*WHAT TO WORK ON*:
1: Repeat everything in the housing debate text from "I can assure" down to "to achieve that.".
2: Carry on the housing debate text, continuing on from the final sentence given.

*READING TEXT*:
-*-

I refer the House to the original Rebuilding Ireland document. Like the jobs action plan, it must be updated every year. We have been asked to increase the urgency. Pages 43 to 46, inclusive, refer to increasing the numbers and they imply we want to be building or acquiring 10,000 houses per year. That is what we are trying to do. We are on the same page so it is not a case of ideology. There might be slight timing differences. The Deputies should please park the false argument about ideology. If we want to have a debate about rights, let us have an honest one. We all want the social housing and recognise the need for it. Let us also bear in mind the facts, however. We will go quicker when we can.

I have listened to people saying there is nothing being done and that we are way behind. We are also committed in the plan to revamping and restarting private building. We hope to return to the rate we all want, namely, 28,000 per year. We believed it would take three or four years to get there. The ESRI confirmed in its figures this week that, by 2018, the State will be delivering about 24,000 houses. As it turns out, a good 20% plus of those will be social houses. The percentages are in favour of what the Deputies want. Again, we are on the right trend. I wish that some of the work we have been doing for the past year were more visible to everybody so we could have a better argument here. We can see some of the trends going in the right direction. Some of the data prove that. We recognise on our side, however, that it is not enough to deal with the emergency.

We will do more. We will put more money into it and push on.

I can assure the Deputy it is not ideology. Again, the Minister, Deputy Eoghan Murphy, has referred to trends. Planning permissions have increased by 42% or 43%, commencement notices have increased by 40% and the number of housing projects on site has increased this year in the Dublin region and around the country. More than 2,000 social houses will be delivered whereas two years ago, the figure was 75 and last year the figure was approximately 700. Next year the figure will be 4,000. The trends are going the right way. We are trying to get to the figure of 10,000 units. Whoever is in government thereafter can add to and build on that but we need to be realistic as it takes a little more than one or two weeks to achieve that.

The money is available. Deputy MacSharry and others have asked whether the money is real. It is real. We have travelled to every local authority in the country over the past year. In the past couple of months the Minister, Deputy Eoghan Murphy, has engaged with each local authority to tell them straight up, face to face, that the money is available and to get pipelines in place and bring projects forward. That is what we are asking and we will back them.

I can confirm that no project has been refused on funding grounds in any local authority. We have repeatedly asked councillors and colleagues from all parties to drive this agenda at local level. People have referred to affordable housing and using State-owned lands. We have identified 800 sites belonging to the State, 770 of which are in local authorities. The most recent proposal from Dún Laoghaire-Rathdown was driven by Fine Gael councillors. Every party and councillor can roll in behind this process and drive plans forward. Affordable housing plans on all of those sites are in addition to our commitment to 47,000 social housing units. I ask Deputies not to tell me that we are holding them back. The options are there, the mechanisms are in place and we must drive the process on.

-*-

*RECORD LIST*:
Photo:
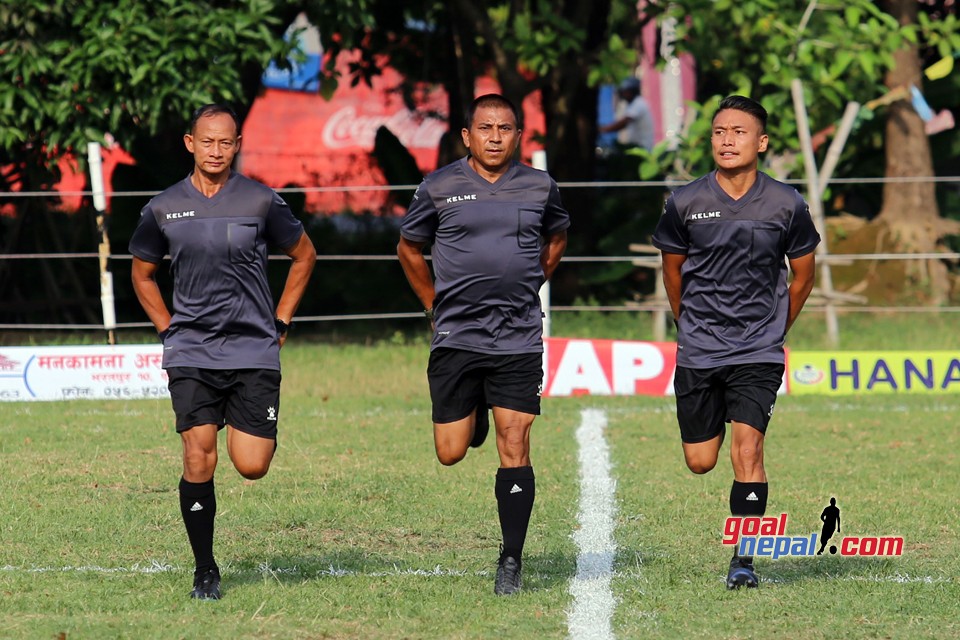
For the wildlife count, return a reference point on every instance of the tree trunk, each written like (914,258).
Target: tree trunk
(910,217)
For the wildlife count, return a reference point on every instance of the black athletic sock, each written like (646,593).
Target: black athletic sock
(515,490)
(748,499)
(198,506)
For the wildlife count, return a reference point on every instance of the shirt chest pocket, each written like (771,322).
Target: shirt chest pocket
(528,228)
(765,246)
(242,240)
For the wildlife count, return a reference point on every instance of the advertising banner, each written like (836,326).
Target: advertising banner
(90,372)
(608,367)
(845,372)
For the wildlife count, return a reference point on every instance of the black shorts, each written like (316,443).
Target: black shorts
(707,398)
(246,399)
(459,380)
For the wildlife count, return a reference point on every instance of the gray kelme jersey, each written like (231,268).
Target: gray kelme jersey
(734,297)
(223,312)
(487,239)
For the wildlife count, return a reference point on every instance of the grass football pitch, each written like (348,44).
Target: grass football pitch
(358,532)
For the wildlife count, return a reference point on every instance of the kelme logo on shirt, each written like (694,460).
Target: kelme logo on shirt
(704,215)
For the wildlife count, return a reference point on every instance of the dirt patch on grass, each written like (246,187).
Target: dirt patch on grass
(882,282)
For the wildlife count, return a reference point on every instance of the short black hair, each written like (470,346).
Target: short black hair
(492,100)
(747,105)
(212,110)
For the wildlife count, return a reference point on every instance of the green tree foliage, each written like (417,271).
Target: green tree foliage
(78,69)
(839,49)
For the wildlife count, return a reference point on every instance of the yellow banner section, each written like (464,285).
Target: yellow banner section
(845,372)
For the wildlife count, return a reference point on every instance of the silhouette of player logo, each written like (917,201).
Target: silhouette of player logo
(831,522)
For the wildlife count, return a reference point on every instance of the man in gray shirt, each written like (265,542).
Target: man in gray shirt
(724,240)
(221,345)
(498,230)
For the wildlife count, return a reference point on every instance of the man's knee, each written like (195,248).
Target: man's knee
(701,457)
(449,456)
(198,460)
(747,453)
(699,465)
(253,470)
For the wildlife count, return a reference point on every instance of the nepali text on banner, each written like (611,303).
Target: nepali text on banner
(82,372)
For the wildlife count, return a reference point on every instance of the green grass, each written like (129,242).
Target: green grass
(358,532)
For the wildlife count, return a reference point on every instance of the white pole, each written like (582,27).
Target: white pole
(95,160)
(815,201)
(540,162)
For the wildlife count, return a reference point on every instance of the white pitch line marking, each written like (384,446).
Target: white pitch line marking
(593,601)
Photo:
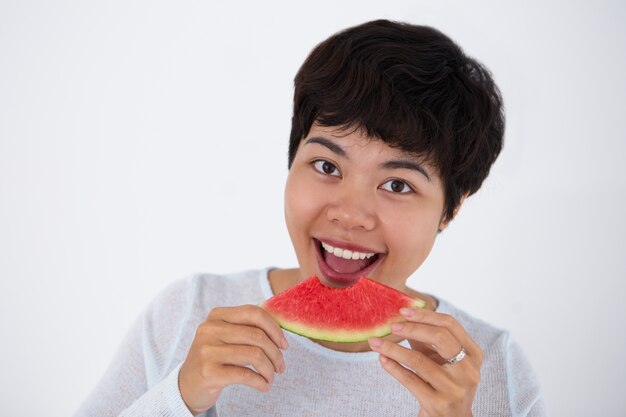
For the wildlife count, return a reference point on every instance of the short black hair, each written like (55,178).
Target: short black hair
(411,87)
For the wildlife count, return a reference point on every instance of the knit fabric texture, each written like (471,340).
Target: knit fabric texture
(142,379)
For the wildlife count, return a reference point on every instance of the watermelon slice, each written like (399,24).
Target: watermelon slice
(353,314)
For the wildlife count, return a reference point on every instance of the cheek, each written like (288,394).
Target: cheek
(411,235)
(300,204)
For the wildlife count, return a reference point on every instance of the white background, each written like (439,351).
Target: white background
(142,141)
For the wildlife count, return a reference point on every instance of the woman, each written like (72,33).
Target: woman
(393,127)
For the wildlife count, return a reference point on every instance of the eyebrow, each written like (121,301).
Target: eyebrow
(393,164)
(329,144)
(406,164)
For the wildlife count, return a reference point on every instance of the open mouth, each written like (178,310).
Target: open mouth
(343,267)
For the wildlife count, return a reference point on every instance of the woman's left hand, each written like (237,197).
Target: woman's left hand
(442,388)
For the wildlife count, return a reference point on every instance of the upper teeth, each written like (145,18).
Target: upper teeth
(345,253)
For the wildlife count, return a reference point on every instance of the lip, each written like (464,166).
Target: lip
(335,279)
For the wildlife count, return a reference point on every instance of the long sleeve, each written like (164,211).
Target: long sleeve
(142,379)
(525,395)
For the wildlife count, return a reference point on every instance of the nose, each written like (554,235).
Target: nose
(352,210)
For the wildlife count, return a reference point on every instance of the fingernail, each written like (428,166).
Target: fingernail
(407,312)
(374,342)
(396,326)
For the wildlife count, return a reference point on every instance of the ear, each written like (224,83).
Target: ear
(444,223)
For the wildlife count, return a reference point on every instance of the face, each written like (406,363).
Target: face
(356,207)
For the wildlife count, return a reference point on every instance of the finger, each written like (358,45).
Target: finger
(420,389)
(230,375)
(444,320)
(242,356)
(440,338)
(252,316)
(427,370)
(235,334)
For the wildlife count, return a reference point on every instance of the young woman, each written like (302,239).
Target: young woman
(393,127)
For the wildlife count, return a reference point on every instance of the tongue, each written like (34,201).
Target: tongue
(347,266)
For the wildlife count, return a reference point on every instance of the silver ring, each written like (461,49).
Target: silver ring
(458,358)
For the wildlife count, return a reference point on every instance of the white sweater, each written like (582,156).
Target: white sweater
(142,379)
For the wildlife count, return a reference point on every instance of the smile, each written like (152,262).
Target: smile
(346,253)
(343,266)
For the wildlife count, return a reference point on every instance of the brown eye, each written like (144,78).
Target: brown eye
(397,186)
(326,167)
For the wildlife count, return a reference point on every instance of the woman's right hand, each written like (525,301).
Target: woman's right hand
(226,344)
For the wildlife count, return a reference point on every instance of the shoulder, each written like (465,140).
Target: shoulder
(204,291)
(485,334)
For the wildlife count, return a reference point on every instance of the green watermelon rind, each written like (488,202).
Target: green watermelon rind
(342,335)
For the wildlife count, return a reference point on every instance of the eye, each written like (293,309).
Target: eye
(397,186)
(326,167)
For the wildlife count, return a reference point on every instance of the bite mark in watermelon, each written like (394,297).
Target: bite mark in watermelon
(352,314)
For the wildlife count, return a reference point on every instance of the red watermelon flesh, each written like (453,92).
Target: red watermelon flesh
(352,314)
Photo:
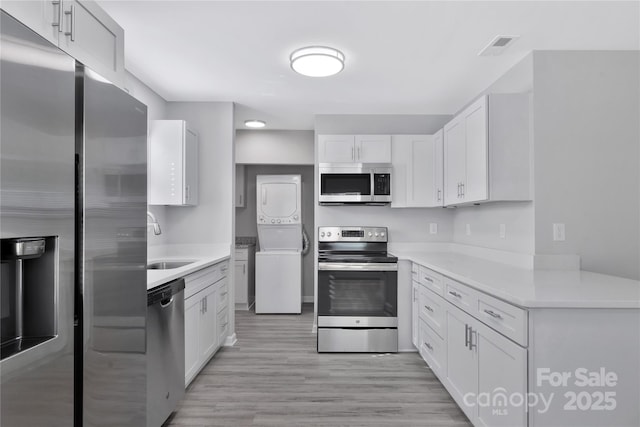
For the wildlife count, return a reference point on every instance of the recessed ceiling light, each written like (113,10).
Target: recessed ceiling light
(255,123)
(317,61)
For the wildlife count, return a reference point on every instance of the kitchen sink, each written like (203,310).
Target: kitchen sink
(167,265)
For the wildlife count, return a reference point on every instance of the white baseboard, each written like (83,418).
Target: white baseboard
(231,340)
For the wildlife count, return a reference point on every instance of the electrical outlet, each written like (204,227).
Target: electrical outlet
(558,232)
(433,228)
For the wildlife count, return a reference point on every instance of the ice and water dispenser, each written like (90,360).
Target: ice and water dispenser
(28,293)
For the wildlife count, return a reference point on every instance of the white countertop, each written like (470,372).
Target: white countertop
(530,288)
(201,255)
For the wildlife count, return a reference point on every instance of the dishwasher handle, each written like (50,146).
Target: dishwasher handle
(163,294)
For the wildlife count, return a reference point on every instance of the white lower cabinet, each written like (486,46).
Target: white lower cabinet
(479,366)
(206,306)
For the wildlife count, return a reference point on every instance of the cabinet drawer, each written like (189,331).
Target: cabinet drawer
(432,349)
(432,280)
(461,296)
(432,310)
(223,326)
(223,295)
(505,318)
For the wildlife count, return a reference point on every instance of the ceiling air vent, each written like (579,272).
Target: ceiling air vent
(498,45)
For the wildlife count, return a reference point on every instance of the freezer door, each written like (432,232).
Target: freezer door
(37,149)
(114,169)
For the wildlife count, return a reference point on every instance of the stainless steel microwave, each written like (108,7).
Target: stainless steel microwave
(357,183)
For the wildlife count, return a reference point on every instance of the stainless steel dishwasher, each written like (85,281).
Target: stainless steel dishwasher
(165,351)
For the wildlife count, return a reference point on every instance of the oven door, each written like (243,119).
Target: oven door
(358,295)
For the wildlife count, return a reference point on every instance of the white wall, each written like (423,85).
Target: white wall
(518,217)
(211,221)
(156,110)
(283,147)
(246,217)
(587,133)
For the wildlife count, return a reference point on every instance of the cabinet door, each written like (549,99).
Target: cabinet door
(454,160)
(42,16)
(415,314)
(240,186)
(91,36)
(438,168)
(241,282)
(373,148)
(462,367)
(190,167)
(192,312)
(208,324)
(502,368)
(476,182)
(336,149)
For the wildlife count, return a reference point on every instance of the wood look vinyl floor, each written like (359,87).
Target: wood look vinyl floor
(273,376)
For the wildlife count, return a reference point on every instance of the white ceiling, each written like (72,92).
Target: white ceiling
(416,57)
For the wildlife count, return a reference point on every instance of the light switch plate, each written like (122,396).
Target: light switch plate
(558,232)
(433,228)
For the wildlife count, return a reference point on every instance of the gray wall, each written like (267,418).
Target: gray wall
(281,147)
(156,110)
(246,217)
(586,112)
(211,221)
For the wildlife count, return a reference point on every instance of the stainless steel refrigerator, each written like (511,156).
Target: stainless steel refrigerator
(73,167)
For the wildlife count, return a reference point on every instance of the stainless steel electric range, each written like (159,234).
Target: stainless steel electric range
(357,291)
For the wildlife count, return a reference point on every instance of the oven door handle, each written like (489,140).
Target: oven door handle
(357,266)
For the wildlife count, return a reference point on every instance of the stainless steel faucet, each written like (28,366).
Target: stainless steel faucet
(156,227)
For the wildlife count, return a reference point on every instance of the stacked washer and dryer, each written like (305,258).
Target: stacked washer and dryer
(279,259)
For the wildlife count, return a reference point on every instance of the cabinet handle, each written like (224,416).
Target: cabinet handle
(466,335)
(455,294)
(59,23)
(472,333)
(493,314)
(72,18)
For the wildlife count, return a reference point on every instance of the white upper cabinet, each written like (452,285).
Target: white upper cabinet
(354,149)
(416,166)
(487,151)
(80,28)
(173,163)
(438,168)
(373,148)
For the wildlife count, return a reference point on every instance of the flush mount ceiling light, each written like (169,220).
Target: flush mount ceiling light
(255,124)
(317,61)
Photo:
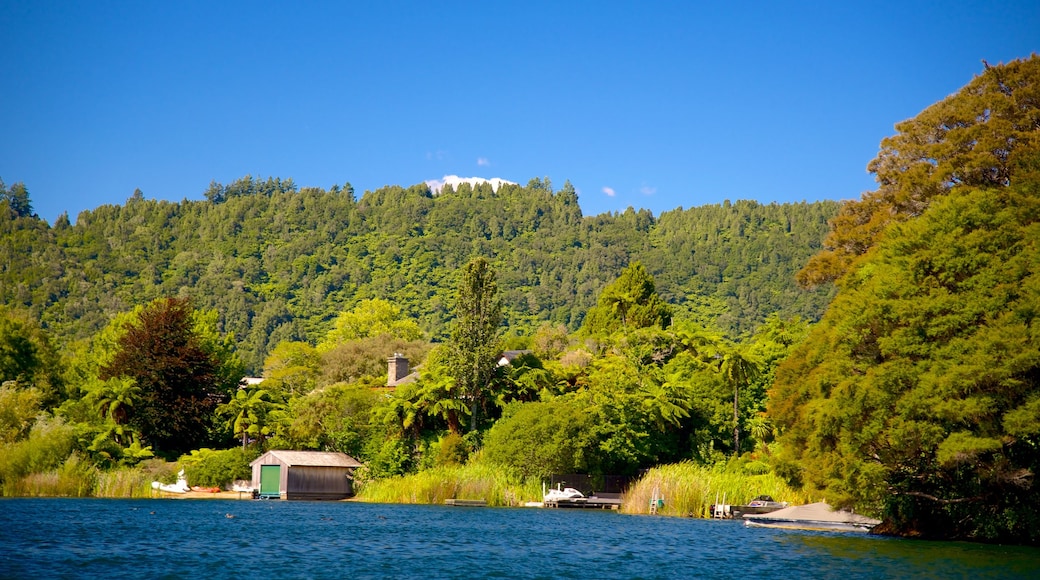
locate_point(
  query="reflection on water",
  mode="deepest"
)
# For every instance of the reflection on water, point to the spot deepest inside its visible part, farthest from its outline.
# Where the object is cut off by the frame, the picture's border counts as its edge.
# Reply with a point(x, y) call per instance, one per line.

-*-

*RESPONSES FOR EACH TASK*:
1:
I can assure the Deputy it is not ideology. Again, the Minister, Deputy Eoghan Murphy, has referred to trends. Planning permissions have increased by 42% or 43%, commencement notices have increased by 40% and the number of housing projects on site has increased this year in the Dublin region and around the country. More than 2,000 social houses will be delivered whereas two years ago, the figure was 75 and last year the figure was approximately 700. Next year the figure will be 4,000. The trends are going the right way. We are trying to get to the figure of 10,000 units. Whoever is in government thereafter can add to and build on that but we need to be realistic as it takes a little more than one or two weeks to achieve that.

2:
Part of having an action plan for housing is to move things forward at pace and with a sense of urgency. That is part of the reason for having a review in order to determine whether we can do things even faster and add more changes. That is what is happening. People are have quoted timelines for the delivery of social housing projects that are out of date. We have improved the system and made changes to speed up the process. In some cases it has not happened quickly enough and we will re-examine the process. A new delivery team is being established to build on the housing delivery office to drive that process even faster and push the system even more to make it even more urgent. We recognise that quite a number of people in emergency situations are declaring themselves homeless on a weekly basis. We will drive on and do more.

The Minister, Deputy Eoghan Murphy, has made it very clear that money is not an issue in tackling emergency homelessness. Money is available for whatever is required, be it the HAP scheme, the hub scheme, acquiring houses, repair and lease back or voids. Everything is happening and we will work as quickly as we can to bring houses on board. Deputy Cowen said people need to see hope and change. Let us reflect on the figures. Last year, more than 3,000 people left a homeless situation and found a housing solution. In the first three or four months of this year, more than 900 people found a housing solution. Last August and September we stood here and made a commitment to move people out of hotels. At that stage, there were approximately 1,100 living in such accommodation. One thousand families have left hotels and are in other accommodation. I acknowledge that more have required hotel accommodation and there has been an increase in presentations in the past three or four months. We will deal with that and some progress is being made.

I do not state that the Government is looking for a pat on the back because it is not enough until everyone is out of emergency accommodation and living in a house. People need to know that progress is being made because taxpayers' money is getting to the root of the problem in some cases. We will build on that and do even more. I ask Deputies not to come to the House and say nothing is happening because that is not the case and the facts do not back that up. We want to do more as quick as we possibly can.

Most Deputies who have spoken have been constructive and tried to put forward good suggestions. The Taoiseach, Deputy Leo Varadkar, and I have made the same point. I refer to the Action Plan for Jobs. When the Minister, Deputy Bruton, set out that the Fine Gael and Labour Party Government would create 100,000 jobs over three or four years many, including some Deputies in the Chamber, said this would never be done. In the first year of the plan we received a lot of criticism and people asked where the jobs were because they could not see them. As a Government, we kept saying we were making all the right changes, putting all the resources in place and were making all of the right moves and policy decisions to deliver those jobs. In the second, third, fourth and fifth years of the Action Plan for Jobs the jobs started coming. The private sector worked with us and we were way ahead of target as by 2016, more than 200,000 jobs had been created. The process of the Action Plan for Jobs was right.

The housing process will deliver results. I am confident that all the measures we are putting in place, as well as the new measures that are being added on a weekly basis, will fix the housing crisis, shortage or emergency – whatever one wants to call it. I was involved in the jobs process and saw what happened.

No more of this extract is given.